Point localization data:

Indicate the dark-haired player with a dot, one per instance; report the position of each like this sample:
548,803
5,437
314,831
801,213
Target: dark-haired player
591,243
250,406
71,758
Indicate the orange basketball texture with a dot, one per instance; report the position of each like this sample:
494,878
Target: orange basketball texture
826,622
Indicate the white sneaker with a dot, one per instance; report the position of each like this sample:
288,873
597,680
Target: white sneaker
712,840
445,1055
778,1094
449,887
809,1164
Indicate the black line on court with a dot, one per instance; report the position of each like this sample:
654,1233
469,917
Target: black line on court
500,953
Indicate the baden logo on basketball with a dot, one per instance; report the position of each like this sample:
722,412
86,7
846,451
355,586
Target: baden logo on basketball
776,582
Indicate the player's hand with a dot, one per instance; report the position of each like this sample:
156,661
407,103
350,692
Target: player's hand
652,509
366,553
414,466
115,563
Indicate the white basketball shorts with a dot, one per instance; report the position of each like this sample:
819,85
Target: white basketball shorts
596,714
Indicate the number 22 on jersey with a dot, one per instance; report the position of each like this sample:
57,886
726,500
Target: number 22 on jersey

*WHAT THE TASK ASKS*: Repeat the data above exactly.

*EXERCISE ANSWER*:
Indicate the dark-haired player with a dot, one per instance; report the position of each like this sample:
548,803
5,437
314,831
801,213
Target: dark-haired player
591,243
250,406
71,758
Indicate the orange basketball texture with a dot, one per instance; report the position of each like this sample:
494,878
Target: orange basketball texture
826,622
Indicate the white sneaker with a dot, one per instance; report the position of each like this sample:
288,873
597,680
Target: white sneaker
712,840
445,1055
778,1094
449,887
809,1164
Indicate the black line on court with a dot, one per instance; report the position of each like this sample:
654,1233
469,917
Target: black line on court
500,953
Indicate the baden logo on basketball with a dot, one per instance; report the position of each like this sample:
722,412
86,7
846,451
355,586
Target: baden logo on basketball
776,582
Indicate the player's hand with a dot, one per instance; report the position of each like this sample:
156,661
407,103
350,692
Target: player's hand
652,509
366,553
414,466
115,563
Indicate the white basketball shorts with a dot, one per instance; report the position of each like this sample:
819,85
Target: white basketball shorts
596,714
Indicate the number 22 on jersey with a dot, one per instance; report the position of each like this sample:
57,886
726,500
Target: number 22 on jersey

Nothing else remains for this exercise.